[Brief] Format every line of the records below as a JSON list of strings, with one string per line and blank lines omitted.

***** Record excerpts *****

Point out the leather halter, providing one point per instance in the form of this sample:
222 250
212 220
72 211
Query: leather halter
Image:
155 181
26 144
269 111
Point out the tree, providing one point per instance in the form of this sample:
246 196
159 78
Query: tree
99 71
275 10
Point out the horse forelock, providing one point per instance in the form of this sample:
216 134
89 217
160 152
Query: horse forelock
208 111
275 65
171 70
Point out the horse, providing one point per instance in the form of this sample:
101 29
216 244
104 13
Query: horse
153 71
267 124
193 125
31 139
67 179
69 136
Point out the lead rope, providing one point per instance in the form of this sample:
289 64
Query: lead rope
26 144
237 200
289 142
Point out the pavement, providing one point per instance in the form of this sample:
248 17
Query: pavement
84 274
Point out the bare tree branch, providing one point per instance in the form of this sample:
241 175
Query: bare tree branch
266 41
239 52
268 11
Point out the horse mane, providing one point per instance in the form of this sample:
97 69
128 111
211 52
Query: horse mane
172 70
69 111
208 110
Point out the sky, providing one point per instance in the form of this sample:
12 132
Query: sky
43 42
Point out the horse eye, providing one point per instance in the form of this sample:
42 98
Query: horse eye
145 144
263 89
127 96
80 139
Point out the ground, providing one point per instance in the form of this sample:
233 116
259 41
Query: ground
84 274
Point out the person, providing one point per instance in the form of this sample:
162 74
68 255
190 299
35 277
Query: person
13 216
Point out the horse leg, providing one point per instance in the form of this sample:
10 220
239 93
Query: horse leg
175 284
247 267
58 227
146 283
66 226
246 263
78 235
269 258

*****

[Task answer]
[
  "Point out the leather halter, providing one point per instance in the form of this sample:",
  "222 250",
  "212 220",
  "72 211",
  "Query: leather halter",
  "Image:",
  "155 181",
  "26 144",
  "269 111",
  "Point out the tree, providing one point per instance in the form of this sample:",
  "246 196",
  "159 78",
  "Query: tree",
  "99 71",
  "275 10",
  "Point out the horse forelock, providing one point per instance in the form of this sample:",
  "216 134",
  "89 217",
  "160 152",
  "Query: horse forelock",
  "208 111",
  "275 65",
  "171 70",
  "Point out the horse, providing one point per instance in the form of this sample:",
  "101 29",
  "216 244",
  "104 13",
  "Query: horse",
  "153 71",
  "267 124",
  "193 125",
  "31 139",
  "67 179",
  "69 136",
  "Point out the lead rope, providing one point per instance in the form of this sample:",
  "289 64",
  "Query: lead rope",
  "26 144",
  "237 200",
  "289 142",
  "Point out the pavement, providing one point per instance in the form of this sample:",
  "248 17",
  "Query: pavement",
  "84 274",
  "Point out the bare tree branch, providing one point per instance in the form of this sample:",
  "241 175",
  "Query: bare tree branch",
  "266 41",
  "239 52",
  "268 11",
  "Point out the horse mane, providing one point per instance in the form of this sample:",
  "97 69",
  "128 111",
  "211 52",
  "Query: horse mane",
  "172 70",
  "69 111",
  "208 110",
  "Point out the sky, providing one point per instance in the form of this sample:",
  "12 132",
  "Query: sky",
  "43 42",
  "Point out the horse eye, providing one point per instance in the form of this sample:",
  "42 98",
  "Query: horse eye",
  "145 144",
  "263 89",
  "127 96",
  "80 139",
  "Point out the ground, providing one point per instance in the form of this sample:",
  "233 116",
  "259 41",
  "Query: ground",
  "84 274",
  "Point out the person, providing one point per instance in the form of this sample:",
  "162 74",
  "68 255",
  "190 299",
  "35 277",
  "Query: person",
  "13 216",
  "Point out the horse leg, providing one point per instance in the form of this sample:",
  "10 220",
  "239 93",
  "Query: horse leg",
  "175 284",
  "247 267",
  "58 227",
  "146 283",
  "66 226",
  "246 263",
  "78 235",
  "269 258"
]